[Mask labeling entries]
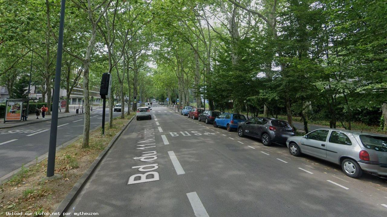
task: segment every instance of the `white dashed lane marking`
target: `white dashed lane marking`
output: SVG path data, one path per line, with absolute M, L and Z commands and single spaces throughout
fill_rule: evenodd
M 176 156 L 175 154 L 175 153 L 171 151 L 168 151 L 168 154 L 170 156 L 171 161 L 172 161 L 172 163 L 173 164 L 173 167 L 175 167 L 175 170 L 176 171 L 176 173 L 177 173 L 177 175 L 180 175 L 185 173 L 185 172 L 184 171 L 184 170 L 182 167 L 182 165 L 180 164 L 179 160 L 177 159 L 177 158 L 176 157 Z
M 209 217 L 205 208 L 200 200 L 200 198 L 196 192 L 187 193 L 187 197 L 192 207 L 195 216 L 197 217 Z
M 38 132 L 34 132 L 34 133 L 32 133 L 32 134 L 27 135 L 26 136 L 33 136 L 33 135 L 35 135 L 36 134 L 38 134 L 38 133 L 40 133 L 41 132 L 46 132 L 46 131 L 49 131 L 49 130 L 50 130 L 50 129 L 47 129 L 47 130 L 45 130 L 44 131 L 39 131 Z
M 303 171 L 305 171 L 305 172 L 306 172 L 307 173 L 310 173 L 311 174 L 313 174 L 313 173 L 312 173 L 312 172 L 310 172 L 309 171 L 308 171 L 308 170 L 305 170 L 305 169 L 303 169 L 303 168 L 301 168 L 301 167 L 299 167 L 298 169 L 300 169 L 300 170 L 302 170 Z
M 3 145 L 4 144 L 6 144 L 7 143 L 8 143 L 8 142 L 13 142 L 14 141 L 16 141 L 16 140 L 17 140 L 17 139 L 11 139 L 10 140 L 9 140 L 8 141 L 7 141 L 6 142 L 3 142 L 1 143 L 0 143 L 0 145 Z
M 161 138 L 163 139 L 163 142 L 164 143 L 164 145 L 169 144 L 169 142 L 168 141 L 168 139 L 167 139 L 167 137 L 165 136 L 165 135 L 162 135 Z
M 336 183 L 336 182 L 335 182 L 334 181 L 330 181 L 330 180 L 327 180 L 327 181 L 329 181 L 329 182 L 330 182 L 330 183 L 332 183 L 332 184 L 334 184 L 335 185 L 337 185 L 337 186 L 340 186 L 340 187 L 342 188 L 344 188 L 346 190 L 348 190 L 349 189 L 349 188 L 348 188 L 346 187 L 345 186 L 343 186 L 342 185 L 340 185 L 339 184 L 337 184 L 337 183 Z
M 279 158 L 277 158 L 277 159 L 279 161 L 282 161 L 282 162 L 284 162 L 284 163 L 288 163 L 288 162 L 287 162 L 286 161 L 284 161 L 283 160 L 281 160 L 281 159 L 280 159 Z

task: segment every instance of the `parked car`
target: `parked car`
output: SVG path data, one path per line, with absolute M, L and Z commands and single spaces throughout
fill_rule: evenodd
M 202 114 L 204 111 L 204 109 L 194 108 L 188 112 L 188 117 L 192 117 L 192 119 L 195 120 L 197 118 L 198 118 L 199 117 L 199 115 Z
M 341 165 L 353 178 L 363 171 L 387 176 L 387 137 L 353 131 L 317 129 L 286 141 L 290 154 L 310 155 Z
M 204 112 L 199 115 L 199 121 L 203 121 L 206 124 L 212 124 L 215 118 L 220 115 L 220 112 L 215 111 L 204 111 Z
M 115 112 L 121 112 L 121 103 L 117 104 L 114 106 Z
M 288 138 L 295 136 L 290 125 L 284 120 L 275 118 L 253 117 L 240 123 L 238 135 L 260 139 L 264 145 L 268 146 L 272 142 L 285 144 Z
M 137 113 L 136 113 L 136 119 L 138 120 L 139 119 L 143 118 L 147 118 L 149 120 L 152 119 L 152 114 L 151 113 L 152 108 L 147 107 L 141 107 L 137 109 Z
M 241 122 L 246 121 L 245 115 L 233 113 L 223 113 L 215 118 L 214 121 L 214 127 L 226 127 L 228 131 L 238 129 L 238 125 Z
M 192 107 L 190 106 L 185 106 L 182 109 L 181 114 L 183 115 L 187 115 L 190 112 L 190 111 L 192 109 Z

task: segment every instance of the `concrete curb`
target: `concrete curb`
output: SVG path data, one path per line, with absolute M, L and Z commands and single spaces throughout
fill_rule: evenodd
M 63 216 L 63 213 L 67 210 L 68 208 L 70 207 L 70 205 L 75 200 L 75 198 L 78 194 L 80 192 L 81 190 L 83 188 L 85 185 L 86 184 L 86 183 L 87 182 L 91 176 L 94 171 L 95 170 L 97 167 L 99 165 L 99 163 L 103 159 L 107 153 L 108 152 L 110 149 L 110 148 L 113 146 L 113 145 L 115 142 L 116 141 L 117 141 L 117 139 L 121 136 L 122 134 L 122 132 L 123 132 L 126 128 L 129 125 L 129 124 L 132 122 L 132 121 L 133 120 L 134 117 L 136 117 L 136 115 L 134 115 L 132 118 L 132 119 L 129 121 L 129 122 L 125 125 L 121 130 L 117 133 L 113 139 L 110 141 L 108 146 L 106 146 L 105 149 L 102 151 L 102 152 L 98 155 L 98 157 L 96 158 L 96 159 L 94 161 L 94 162 L 91 164 L 90 166 L 87 169 L 87 170 L 85 172 L 85 173 L 83 174 L 83 175 L 79 178 L 77 182 L 77 183 L 74 185 L 70 190 L 70 192 L 67 193 L 67 195 L 66 195 L 66 197 L 63 199 L 62 202 L 60 202 L 60 203 L 58 206 L 57 209 L 55 209 L 55 211 L 53 212 L 55 213 L 60 213 L 58 215 L 51 215 L 50 216 L 53 217 L 59 217 L 59 216 Z
M 77 115 L 83 115 L 83 114 L 74 114 L 74 115 L 67 115 L 65 116 L 62 116 L 58 118 L 58 119 L 61 119 L 62 118 L 65 118 L 66 117 L 70 117 L 76 116 Z M 21 126 L 25 126 L 26 125 L 29 125 L 30 124 L 36 124 L 37 123 L 40 123 L 41 122 L 44 122 L 45 121 L 50 121 L 51 120 L 51 119 L 47 119 L 46 120 L 39 120 L 39 121 L 33 121 L 32 122 L 29 122 L 27 123 L 24 123 L 24 124 L 18 124 L 17 125 L 13 125 L 12 126 L 7 126 L 6 127 L 0 127 L 0 129 L 5 129 L 6 128 L 10 128 L 11 127 L 20 127 Z
M 91 130 L 91 131 L 93 131 L 96 130 L 98 128 L 99 128 L 99 127 L 100 127 L 101 126 L 101 125 L 98 126 L 96 127 L 94 127 L 94 128 Z M 83 135 L 80 135 L 79 136 L 78 136 L 75 137 L 75 138 L 73 139 L 71 139 L 69 141 L 67 141 L 67 142 L 65 142 L 63 143 L 63 144 L 58 146 L 58 147 L 57 147 L 56 149 L 57 151 L 58 151 L 60 149 L 65 147 L 68 145 L 76 141 L 77 139 L 82 138 L 83 136 Z M 29 168 L 30 166 L 33 166 L 38 163 L 40 163 L 42 161 L 44 160 L 46 158 L 47 158 L 48 156 L 48 153 L 47 152 L 46 153 L 44 154 L 41 155 L 39 157 L 38 157 L 37 159 L 34 161 L 31 161 L 28 162 L 28 163 L 26 164 L 25 165 L 23 166 L 23 167 L 24 168 Z M 15 174 L 17 173 L 18 172 L 19 172 L 21 170 L 21 168 L 22 167 L 20 167 L 18 168 L 17 169 L 16 169 L 16 170 L 14 170 L 13 171 L 12 171 L 12 172 L 10 172 L 8 173 L 8 174 L 6 174 L 5 175 L 4 175 L 4 176 L 2 176 L 0 177 L 0 185 L 1 185 L 4 183 L 6 182 L 7 181 L 10 179 L 12 178 L 12 177 L 14 175 L 15 175 Z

Request:
Reproduce every line of the entries above word for word, but leave out the pictures.

Answer to the problem:
task: segment every instance of the `white dashed lane marking`
target: `white dashed lane marking`
output: SVG path data, one path per line, with absolute M, L and Z commands and single spaces throughout
fill_rule: evenodd
M 176 156 L 175 154 L 175 153 L 171 151 L 168 151 L 168 154 L 170 156 L 171 161 L 172 161 L 172 163 L 173 164 L 173 167 L 175 167 L 175 170 L 176 171 L 176 173 L 177 173 L 177 175 L 180 175 L 185 173 L 185 172 L 184 171 L 184 170 L 182 167 L 182 165 L 180 164 L 179 160 L 177 159 L 177 158 L 176 157 Z
M 209 217 L 205 208 L 200 200 L 200 198 L 196 192 L 187 193 L 187 197 L 192 207 L 195 216 L 197 217 Z
M 38 132 L 34 132 L 34 133 L 32 133 L 32 134 L 27 135 L 26 136 L 33 136 L 33 135 L 35 135 L 36 134 L 38 134 L 38 133 L 40 133 L 41 132 L 46 132 L 46 131 L 49 131 L 49 130 L 50 130 L 50 129 L 47 129 L 47 130 L 45 130 L 44 131 L 39 131 Z
M 303 171 L 305 171 L 305 172 L 306 172 L 307 173 L 310 173 L 311 174 L 313 174 L 313 173 L 312 173 L 312 172 L 310 172 L 309 171 L 308 171 L 308 170 L 305 170 L 305 169 L 303 169 L 303 168 L 301 168 L 301 167 L 299 167 L 298 169 L 300 169 L 300 170 L 302 170 Z
M 3 145 L 4 144 L 6 144 L 7 143 L 8 143 L 8 142 L 13 142 L 14 141 L 16 141 L 16 140 L 17 140 L 17 139 L 11 139 L 10 140 L 9 140 L 8 141 L 7 141 L 6 142 L 3 142 L 1 143 L 0 143 L 0 145 Z
M 161 138 L 163 139 L 163 142 L 164 143 L 164 145 L 169 144 L 169 142 L 168 141 L 168 139 L 167 139 L 167 137 L 165 136 L 165 135 L 162 135 Z
M 336 183 L 336 182 L 335 182 L 334 181 L 330 181 L 330 180 L 327 180 L 327 181 L 329 181 L 329 182 L 330 182 L 330 183 L 332 183 L 332 184 L 334 184 L 335 185 L 337 185 L 337 186 L 340 186 L 340 187 L 342 188 L 344 188 L 346 190 L 348 190 L 349 189 L 349 188 L 348 188 L 346 187 L 345 186 L 343 186 L 342 185 L 340 185 L 339 184 L 337 184 L 337 183 Z
M 279 158 L 277 158 L 277 159 L 279 161 L 282 161 L 282 162 L 284 162 L 284 163 L 288 163 L 288 162 L 287 162 L 286 161 L 284 161 L 283 160 L 281 160 L 281 159 L 280 159 Z

task: segment every instance of the `parked car`
target: `parked car`
output: SVG path data, one path per line, with absolute M, L and Z commands and single spaces throughout
fill_rule: evenodd
M 202 114 L 204 111 L 204 109 L 194 108 L 188 112 L 188 117 L 192 117 L 192 119 L 195 120 L 197 118 L 198 118 L 199 117 L 199 115 Z
M 341 165 L 353 178 L 363 171 L 387 176 L 387 137 L 353 131 L 317 129 L 286 141 L 290 154 L 310 155 Z
M 204 112 L 199 115 L 199 121 L 203 121 L 206 124 L 212 124 L 215 118 L 220 115 L 220 112 L 215 111 L 204 111 Z
M 115 112 L 121 112 L 121 103 L 117 104 L 114 106 Z
M 288 138 L 295 136 L 290 125 L 284 120 L 275 118 L 253 117 L 240 123 L 238 135 L 260 139 L 264 145 L 268 146 L 272 142 L 285 144 Z
M 137 113 L 136 113 L 136 119 L 138 120 L 139 119 L 143 118 L 147 118 L 149 120 L 152 119 L 152 114 L 151 113 L 152 108 L 147 107 L 141 107 L 137 109 Z
M 241 122 L 246 121 L 245 115 L 233 113 L 223 113 L 215 118 L 214 121 L 214 127 L 226 127 L 228 131 L 238 129 L 238 125 Z
M 192 107 L 190 106 L 185 106 L 182 109 L 181 114 L 183 115 L 187 115 L 190 112 L 190 111 L 192 109 Z

task: segment every instance of the `concrete curb`
target: `concrete curb`
output: SVG path data, one path per line, with absolute M, L and Z commands and single spaces throughout
fill_rule: evenodd
M 63 216 L 63 213 L 67 210 L 68 208 L 70 207 L 70 205 L 75 200 L 75 198 L 78 194 L 80 192 L 81 190 L 83 188 L 85 185 L 86 184 L 86 183 L 87 182 L 91 176 L 94 171 L 95 170 L 97 167 L 99 165 L 99 163 L 103 159 L 107 153 L 108 152 L 110 149 L 110 148 L 113 146 L 113 145 L 115 142 L 116 141 L 117 141 L 117 139 L 121 136 L 122 134 L 122 132 L 123 132 L 126 128 L 129 125 L 129 124 L 132 122 L 132 121 L 133 120 L 134 117 L 136 117 L 136 115 L 134 115 L 132 118 L 132 119 L 129 121 L 129 122 L 125 125 L 121 130 L 117 133 L 113 139 L 110 141 L 108 146 L 106 146 L 105 149 L 102 151 L 102 152 L 98 155 L 98 157 L 96 158 L 96 159 L 94 161 L 94 162 L 91 164 L 90 166 L 87 169 L 87 170 L 85 172 L 85 173 L 83 174 L 83 175 L 79 178 L 77 182 L 77 183 L 74 185 L 70 190 L 70 192 L 67 193 L 67 195 L 66 195 L 66 197 L 63 199 L 62 202 L 60 202 L 60 203 L 58 206 L 57 209 L 55 209 L 55 211 L 53 212 L 55 213 L 60 213 L 58 215 L 51 215 L 50 216 L 53 217 L 59 217 L 59 216 Z
M 77 115 L 83 115 L 83 114 L 74 114 L 74 115 L 67 115 L 65 116 L 62 116 L 58 118 L 58 119 L 61 119 L 62 118 L 65 118 L 66 117 L 70 117 L 76 116 Z M 21 126 L 25 126 L 26 125 L 29 125 L 30 124 L 36 124 L 37 123 L 40 123 L 41 122 L 44 122 L 45 121 L 50 121 L 51 120 L 51 119 L 47 119 L 46 120 L 39 120 L 39 121 L 33 121 L 32 122 L 29 122 L 27 123 L 24 123 L 24 124 L 18 124 L 17 125 L 13 125 L 12 126 L 7 126 L 6 127 L 0 127 L 0 129 L 5 129 L 6 128 L 10 128 L 11 127 L 20 127 Z
M 91 130 L 91 131 L 93 131 L 96 130 L 98 128 L 99 128 L 99 127 L 100 127 L 101 126 L 101 125 L 98 126 L 96 127 L 94 127 L 94 128 Z M 83 135 L 80 135 L 79 136 L 78 136 L 75 137 L 75 138 L 73 139 L 71 139 L 69 141 L 67 141 L 67 142 L 65 142 L 63 143 L 63 144 L 58 146 L 58 147 L 57 147 L 56 149 L 57 151 L 58 151 L 60 149 L 65 147 L 68 145 L 76 141 L 77 139 L 82 138 L 83 136 Z M 29 168 L 30 166 L 33 166 L 38 163 L 40 163 L 42 161 L 44 160 L 46 158 L 47 158 L 48 156 L 48 153 L 47 152 L 46 153 L 44 154 L 41 155 L 39 157 L 38 157 L 37 159 L 34 161 L 31 161 L 28 162 L 28 163 L 26 164 L 25 165 L 23 166 L 23 167 L 24 168 Z M 15 174 L 17 173 L 18 172 L 19 172 L 21 170 L 21 168 L 22 167 L 20 167 L 18 168 L 17 169 L 16 169 L 16 170 L 14 170 L 13 171 L 12 171 L 12 172 L 10 172 L 8 173 L 8 174 L 6 174 L 5 175 L 4 175 L 4 176 L 2 176 L 0 177 L 0 185 L 1 185 L 4 183 L 6 182 L 7 181 L 10 179 L 12 178 L 12 177 L 14 175 L 15 175 Z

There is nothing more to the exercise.